§ Text to read

+---+

HTC Exodus blockchain phone: this is what it means

HTC hasn't been doing so well lately, at least not in the smartphone market. A large chunk of its mobile team have been shuffled over to Google. The company mostly remains afloat thanks to its VIVE VR platform. Still, there are some in the company that strongly believe that HTC still has something to offer that no one else can, starting with ambition and audacity. The newly revealed HTC Exodus concept phone is being called as the way of the future, just as the blockchain and cryptocurrency on which it revolves around has been called similarly. But just like blockchains and cryptocurrency, it might be a technology too far into the future and too ahead of its time.

The phone

Truth be told, there is practically nothing known about the HTC Exodus as far as traditional smartphone features go. Some report it will be running Android, which isn't impossible but almost antithetical to its mission. If the vague images on its website is to be taken as a reference, it will have at least one camera on its back. It will have space for a microSD card, a conventional notchless and probably not bezel-less screen, and other common hardware of smartphones.

Suffice it to say, it might not be an impressive kit as far as modern smartphones go. On the one hand, it doesn't need as much hardware if a lot of its operations will be decentralized. But, on the other hand, it will still need to be powerful enough to support encryption and processing of transactions. HTC is hopefully no fool. This isn't going mainstream and will most likely try to keep build costs very low.

Blockchains and Cryptocurrencies

The HTC Exodus is poised to be the agent of decentralization and the phone that will expand the blockchain ecosystem. Most will probably jump to thinking about Bitcoin and other cryptocurrencies from that. It doesn't necessarily follow but you can't blame them. Blockchains are what make cryptocurrencies work. But, yes, the HTC Exodus can also be used for cryptocurrencies.

In a nutshell, blockchains are a series (chain) of records (blocks). What makes them special is that each block has a unique identifier pointing to the previous block as well as its own timestamp and data. That identifier typical contains a cryptographic hash (like a fingerprint) which is often calculated based on the block's contents. This gives blockchains an innate security feature. You can't modify a block without breaking the chain or causing a chain reaction that will notify everyone that's part of that network. In other words, you can't get away with modifying a record once it has been written.

Image courtesy of Blockgeeks.

Blockchains, however, have one more feature that enhances that sense of security. Blockchains are, more often than not, decentralized. There is no one single authority or source or server from which all other nodes (in this case, users) get records from. It's a bit more complicated, looking like a messy mesh, but from a practical point of view, every node/user has a copy of the chain and any addition to the chain has to be "agreed upon" by the network. This makes it harder to modify any recorded block without having to get all users on that network to agree to the revision.

That is why blockchains have become the backbone of cryptocurrencies. The distributed ledger system is technically secure and trustworthy, and it is that sense of trust that the HTC Exodus is hoping to use to sell the idea and the phone.

+---+

Transcribe the stretch of the HTC Exodus article that begins at the words "HTC hasn't been" and stops after "of its time.", keeping every word and punctuation mark unchanged.

§ Data excerpt

+---+

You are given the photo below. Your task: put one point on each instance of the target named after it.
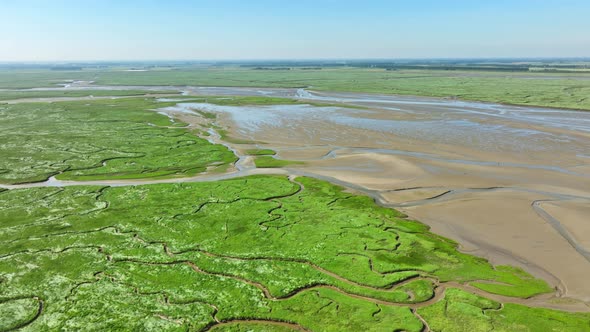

+---+

§ Task answer
HTC hasn't been doing so well lately, at least not in the smartphone market. A large chunk of its mobile team have been shuffled over to Google. The company mostly remains afloat thanks to its VIVE VR platform. Still, there are some in the company that strongly believe that HTC still has something to offer that no one else can, starting with ambition and audacity. The newly revealed HTC Exodus concept phone is being called as the way of the future, just as the blockchain and cryptocurrency on which it revolves around has been called similarly. But just like blockchains and cryptocurrency, it might be a technology too far into the future and too ahead of its time.